Work to complete: Copy the listing below word for word, from its first line through the line containing "[(51, 53), (82, 61)]", including both of those lines.

(A block of data)
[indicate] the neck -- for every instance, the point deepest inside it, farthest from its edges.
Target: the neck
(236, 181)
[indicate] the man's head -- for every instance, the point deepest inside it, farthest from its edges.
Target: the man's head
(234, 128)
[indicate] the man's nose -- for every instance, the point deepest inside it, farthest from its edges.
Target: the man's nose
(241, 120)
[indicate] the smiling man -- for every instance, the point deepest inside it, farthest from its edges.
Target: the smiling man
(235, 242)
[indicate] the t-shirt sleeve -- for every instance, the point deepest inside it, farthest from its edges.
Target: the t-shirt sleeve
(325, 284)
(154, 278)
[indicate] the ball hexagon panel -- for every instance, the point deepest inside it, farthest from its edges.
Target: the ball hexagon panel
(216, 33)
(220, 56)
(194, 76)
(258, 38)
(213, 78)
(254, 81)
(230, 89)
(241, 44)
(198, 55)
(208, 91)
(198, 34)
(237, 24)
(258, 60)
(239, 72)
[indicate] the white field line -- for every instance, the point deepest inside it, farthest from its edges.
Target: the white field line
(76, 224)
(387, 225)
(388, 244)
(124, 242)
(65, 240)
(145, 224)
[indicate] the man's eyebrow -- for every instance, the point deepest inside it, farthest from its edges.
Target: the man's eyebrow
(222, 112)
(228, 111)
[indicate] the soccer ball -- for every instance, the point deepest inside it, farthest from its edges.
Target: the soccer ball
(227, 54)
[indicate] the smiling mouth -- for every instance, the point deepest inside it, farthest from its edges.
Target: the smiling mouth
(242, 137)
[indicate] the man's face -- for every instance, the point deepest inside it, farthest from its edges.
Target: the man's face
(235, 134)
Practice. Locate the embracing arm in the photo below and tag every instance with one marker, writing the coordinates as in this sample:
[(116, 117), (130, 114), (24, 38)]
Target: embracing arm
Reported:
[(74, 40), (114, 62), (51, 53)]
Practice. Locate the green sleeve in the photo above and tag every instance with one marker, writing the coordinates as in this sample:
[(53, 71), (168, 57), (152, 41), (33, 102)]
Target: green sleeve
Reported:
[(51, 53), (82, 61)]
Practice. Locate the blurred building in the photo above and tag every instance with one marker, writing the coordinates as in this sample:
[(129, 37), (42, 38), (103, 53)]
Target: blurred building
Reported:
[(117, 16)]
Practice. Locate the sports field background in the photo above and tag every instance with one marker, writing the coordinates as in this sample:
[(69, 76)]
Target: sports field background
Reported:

Answer for the task:
[indicate] the neck -- for every instance, the point deepest inside it, farthest from its edges.
Target: the neck
(236, 181)
[indicate] the man's head -- for every instance, the point deepest inside it, farthest from its edges.
Target: the man's head
(234, 128)
[indicate] the man's nose -- for every instance, the point deepest inside it, farthest from its edges.
Target: the man's nose
(241, 120)
[indicate] the smiling man -- for every instance, the point deepest inside it, farthest from its edges.
Target: the smiling man
(235, 242)
[indicate] the t-shirt sleeve -- for every instance, the point deepest inside it, farthest from its edges.
Target: the t-shirt sleeve
(325, 284)
(154, 278)
[indicate] the ball hexagon panel -- for every instance, the point deepest inside it, farthest from its edges.
Target: the ball hexagon panel
(216, 33)
(220, 56)
(194, 76)
(258, 38)
(213, 78)
(254, 81)
(230, 89)
(241, 44)
(198, 55)
(208, 91)
(198, 34)
(237, 24)
(258, 60)
(239, 72)
[indicate] the white field line -- for every instance, the point deepest inside it, farthest from its edges.
Target: the white field line
(76, 224)
(387, 225)
(388, 244)
(124, 242)
(65, 240)
(145, 224)
[indicate] the man's eyebrow -- for every instance, the point deepest inside it, farthest from its edges.
Target: the man's eyebrow
(222, 112)
(228, 111)
[indicate] the soccer ball -- for every instance, the point deepest inside it, farthest from its edges.
Target: the soccer ball
(227, 54)
[indicate] the smiling mouth -- for every instance, the point deepest inside it, farthest from its edges.
Target: the smiling mouth
(242, 137)
[indicate] the man's face -- for every instance, the point deepest inside it, farthest from its edges.
Target: the man's face
(235, 134)
Practice. Locate the embracing arm in the photo below and tag every instance with one marker, writing the coordinates as in this sample:
[(116, 117), (130, 114), (24, 38)]
Target: embracing arm
Reported:
[(74, 40), (114, 62), (51, 53)]
Practice. Locate the green sleeve in the photo above and tag every instance with one marker, writing the coordinates as in this sample:
[(53, 71), (168, 57), (152, 41), (33, 102)]
Target: green sleeve
Reported:
[(51, 53), (82, 61)]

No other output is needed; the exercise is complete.